■ **STATED EXERCISE**
Copy the records below from the very start up to and including the line with "x=1048 y=829". Swap every "bare twig" for "leafless twig" and change nothing else.

■ **GIVEN RECORDS**
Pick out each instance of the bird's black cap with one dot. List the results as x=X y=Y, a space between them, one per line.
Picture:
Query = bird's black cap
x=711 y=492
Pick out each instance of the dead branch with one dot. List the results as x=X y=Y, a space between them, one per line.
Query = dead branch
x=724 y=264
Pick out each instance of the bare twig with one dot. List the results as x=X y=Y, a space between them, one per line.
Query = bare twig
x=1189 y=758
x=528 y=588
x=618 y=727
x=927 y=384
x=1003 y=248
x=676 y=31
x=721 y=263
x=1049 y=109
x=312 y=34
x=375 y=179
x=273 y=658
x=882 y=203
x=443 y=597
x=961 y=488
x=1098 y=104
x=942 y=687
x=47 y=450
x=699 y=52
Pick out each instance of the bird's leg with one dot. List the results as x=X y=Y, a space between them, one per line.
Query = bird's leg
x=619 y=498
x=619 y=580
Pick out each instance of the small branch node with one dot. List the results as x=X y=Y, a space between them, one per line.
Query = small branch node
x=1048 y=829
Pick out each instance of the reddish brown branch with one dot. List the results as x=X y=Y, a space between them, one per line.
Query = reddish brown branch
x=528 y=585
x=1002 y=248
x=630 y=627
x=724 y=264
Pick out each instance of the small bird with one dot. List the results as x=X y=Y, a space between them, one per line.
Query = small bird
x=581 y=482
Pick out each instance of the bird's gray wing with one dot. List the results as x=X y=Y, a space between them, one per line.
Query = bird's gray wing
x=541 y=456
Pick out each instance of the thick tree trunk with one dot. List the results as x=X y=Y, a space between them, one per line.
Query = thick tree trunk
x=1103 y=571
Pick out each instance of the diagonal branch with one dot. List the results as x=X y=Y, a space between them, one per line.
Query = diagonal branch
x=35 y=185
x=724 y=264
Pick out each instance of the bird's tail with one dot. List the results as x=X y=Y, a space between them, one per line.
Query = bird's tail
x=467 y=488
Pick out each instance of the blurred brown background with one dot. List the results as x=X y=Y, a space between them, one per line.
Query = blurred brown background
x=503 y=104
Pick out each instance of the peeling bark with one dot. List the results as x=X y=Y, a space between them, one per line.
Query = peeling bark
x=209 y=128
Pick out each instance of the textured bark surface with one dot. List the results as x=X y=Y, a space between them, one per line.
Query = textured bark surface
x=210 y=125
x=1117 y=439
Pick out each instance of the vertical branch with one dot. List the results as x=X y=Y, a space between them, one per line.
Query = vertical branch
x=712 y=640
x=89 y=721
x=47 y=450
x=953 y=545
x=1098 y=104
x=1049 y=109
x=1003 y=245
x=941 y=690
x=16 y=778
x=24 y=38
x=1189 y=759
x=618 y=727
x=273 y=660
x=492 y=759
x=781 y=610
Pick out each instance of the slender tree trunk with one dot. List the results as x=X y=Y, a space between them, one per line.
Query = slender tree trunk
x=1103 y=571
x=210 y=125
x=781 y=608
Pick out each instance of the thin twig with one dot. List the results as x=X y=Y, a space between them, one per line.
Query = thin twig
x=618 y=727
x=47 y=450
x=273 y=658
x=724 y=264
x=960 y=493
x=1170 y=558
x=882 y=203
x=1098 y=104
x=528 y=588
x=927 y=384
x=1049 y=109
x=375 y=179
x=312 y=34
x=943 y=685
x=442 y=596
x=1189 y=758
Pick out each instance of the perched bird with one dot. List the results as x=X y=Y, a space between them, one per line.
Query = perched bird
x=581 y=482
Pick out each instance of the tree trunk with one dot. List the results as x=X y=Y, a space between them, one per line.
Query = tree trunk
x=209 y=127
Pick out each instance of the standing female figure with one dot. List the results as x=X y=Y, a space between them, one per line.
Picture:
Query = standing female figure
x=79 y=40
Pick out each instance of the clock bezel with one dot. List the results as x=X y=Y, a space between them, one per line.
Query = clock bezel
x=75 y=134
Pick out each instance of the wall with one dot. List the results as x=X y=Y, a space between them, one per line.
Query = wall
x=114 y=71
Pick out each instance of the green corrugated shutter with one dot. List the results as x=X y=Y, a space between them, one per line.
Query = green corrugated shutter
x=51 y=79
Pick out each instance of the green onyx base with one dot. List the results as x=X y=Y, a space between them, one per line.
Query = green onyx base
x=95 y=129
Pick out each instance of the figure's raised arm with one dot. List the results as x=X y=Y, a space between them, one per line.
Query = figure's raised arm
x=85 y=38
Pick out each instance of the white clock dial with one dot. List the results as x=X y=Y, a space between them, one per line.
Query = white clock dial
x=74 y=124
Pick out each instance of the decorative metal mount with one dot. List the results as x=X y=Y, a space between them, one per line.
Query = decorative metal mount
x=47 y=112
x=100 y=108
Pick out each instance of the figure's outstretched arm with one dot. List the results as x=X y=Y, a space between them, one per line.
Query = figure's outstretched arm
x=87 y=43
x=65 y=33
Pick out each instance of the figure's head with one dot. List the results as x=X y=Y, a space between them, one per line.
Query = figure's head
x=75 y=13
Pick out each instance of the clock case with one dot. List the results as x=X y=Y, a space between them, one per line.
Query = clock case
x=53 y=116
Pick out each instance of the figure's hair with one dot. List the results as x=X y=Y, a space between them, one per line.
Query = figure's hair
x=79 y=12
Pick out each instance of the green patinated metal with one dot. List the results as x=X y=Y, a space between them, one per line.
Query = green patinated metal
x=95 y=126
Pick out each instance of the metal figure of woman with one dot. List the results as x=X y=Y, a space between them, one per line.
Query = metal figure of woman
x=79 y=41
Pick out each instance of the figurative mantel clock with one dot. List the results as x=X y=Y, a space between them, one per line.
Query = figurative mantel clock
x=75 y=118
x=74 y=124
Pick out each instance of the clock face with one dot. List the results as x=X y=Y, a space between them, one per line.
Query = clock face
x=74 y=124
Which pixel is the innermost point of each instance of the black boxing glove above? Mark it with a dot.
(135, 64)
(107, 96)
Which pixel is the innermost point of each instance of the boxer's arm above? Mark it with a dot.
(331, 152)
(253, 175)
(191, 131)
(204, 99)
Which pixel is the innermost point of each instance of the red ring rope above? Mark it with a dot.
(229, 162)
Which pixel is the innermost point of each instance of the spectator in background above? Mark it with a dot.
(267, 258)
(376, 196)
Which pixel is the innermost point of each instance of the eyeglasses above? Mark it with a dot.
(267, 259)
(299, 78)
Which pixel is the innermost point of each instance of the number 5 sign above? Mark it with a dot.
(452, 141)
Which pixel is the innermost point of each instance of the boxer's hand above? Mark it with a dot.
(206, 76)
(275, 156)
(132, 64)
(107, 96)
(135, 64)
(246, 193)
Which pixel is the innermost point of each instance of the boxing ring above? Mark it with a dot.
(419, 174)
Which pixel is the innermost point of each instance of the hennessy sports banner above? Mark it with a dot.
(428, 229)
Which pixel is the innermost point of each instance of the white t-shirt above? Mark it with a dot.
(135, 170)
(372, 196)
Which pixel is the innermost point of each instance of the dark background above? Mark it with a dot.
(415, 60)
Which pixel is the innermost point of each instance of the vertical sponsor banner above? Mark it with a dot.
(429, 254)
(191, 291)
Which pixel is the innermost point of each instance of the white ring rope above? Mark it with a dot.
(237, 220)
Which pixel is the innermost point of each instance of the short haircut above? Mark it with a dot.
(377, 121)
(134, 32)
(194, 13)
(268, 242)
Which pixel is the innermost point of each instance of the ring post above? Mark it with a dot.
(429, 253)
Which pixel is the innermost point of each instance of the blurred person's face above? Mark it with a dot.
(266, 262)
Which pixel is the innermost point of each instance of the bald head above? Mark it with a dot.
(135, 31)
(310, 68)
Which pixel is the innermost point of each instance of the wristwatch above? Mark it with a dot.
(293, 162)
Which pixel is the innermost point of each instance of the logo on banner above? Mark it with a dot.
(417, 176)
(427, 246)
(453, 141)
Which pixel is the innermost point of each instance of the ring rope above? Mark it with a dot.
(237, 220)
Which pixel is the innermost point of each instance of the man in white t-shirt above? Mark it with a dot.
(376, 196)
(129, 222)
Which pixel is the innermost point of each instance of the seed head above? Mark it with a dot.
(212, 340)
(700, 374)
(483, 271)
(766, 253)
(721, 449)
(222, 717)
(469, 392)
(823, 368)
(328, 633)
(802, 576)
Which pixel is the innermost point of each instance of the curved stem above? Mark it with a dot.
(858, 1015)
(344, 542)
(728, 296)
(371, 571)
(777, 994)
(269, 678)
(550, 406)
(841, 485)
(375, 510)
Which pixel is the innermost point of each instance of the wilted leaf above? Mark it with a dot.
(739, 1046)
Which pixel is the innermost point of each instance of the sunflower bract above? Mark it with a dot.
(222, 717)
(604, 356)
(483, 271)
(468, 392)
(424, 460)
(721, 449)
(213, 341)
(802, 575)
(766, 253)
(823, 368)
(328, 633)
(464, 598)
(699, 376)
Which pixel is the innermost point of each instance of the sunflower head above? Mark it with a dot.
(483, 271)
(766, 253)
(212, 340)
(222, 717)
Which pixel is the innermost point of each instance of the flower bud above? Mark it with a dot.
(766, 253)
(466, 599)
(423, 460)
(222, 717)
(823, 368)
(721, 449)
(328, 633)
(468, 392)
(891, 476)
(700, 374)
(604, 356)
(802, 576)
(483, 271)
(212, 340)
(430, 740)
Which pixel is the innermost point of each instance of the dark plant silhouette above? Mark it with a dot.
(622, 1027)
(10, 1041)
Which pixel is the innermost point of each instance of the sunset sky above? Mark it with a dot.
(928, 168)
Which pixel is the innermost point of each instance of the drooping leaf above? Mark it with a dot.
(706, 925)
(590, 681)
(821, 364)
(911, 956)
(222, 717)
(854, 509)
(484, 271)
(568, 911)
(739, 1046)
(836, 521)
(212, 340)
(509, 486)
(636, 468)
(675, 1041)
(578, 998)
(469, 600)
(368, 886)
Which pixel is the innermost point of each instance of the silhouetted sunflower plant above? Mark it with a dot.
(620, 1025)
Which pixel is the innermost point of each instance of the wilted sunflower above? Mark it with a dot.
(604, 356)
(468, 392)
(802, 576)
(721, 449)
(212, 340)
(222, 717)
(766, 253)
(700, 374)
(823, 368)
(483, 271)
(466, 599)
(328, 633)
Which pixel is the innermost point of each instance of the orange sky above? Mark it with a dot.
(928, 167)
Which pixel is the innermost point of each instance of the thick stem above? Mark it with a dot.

■ **CORRECT ANSWER**
Pick out each instance of the bird's black cap with one dot. List the results as x=X y=Y, a space between them, one per line.
Picture:
Query = bird's black cap
x=711 y=492
Pick out each instance of the dead branch with one dot. List the results as x=X y=Y, a space between them, one per line.
Query = dead branch
x=724 y=264
Pick out each instance of the leafless twig with one dot. List the results as x=X y=Y, a space between them, one per line.
Query = leafless twig
x=1189 y=758
x=528 y=588
x=618 y=727
x=927 y=384
x=1003 y=248
x=676 y=31
x=721 y=263
x=1049 y=109
x=312 y=34
x=375 y=179
x=273 y=658
x=882 y=203
x=443 y=597
x=961 y=488
x=1098 y=104
x=942 y=687
x=47 y=450
x=699 y=52
Pick out each instance of the bird's leg with one dot. List the results as x=X y=Y, a space between them, one per line.
Query = bird's leg
x=619 y=498
x=619 y=580
Pick out each instance of the small branch node with one dot. List the results as x=X y=Y, a space between them, one per line.
Query = small branch node
x=1048 y=829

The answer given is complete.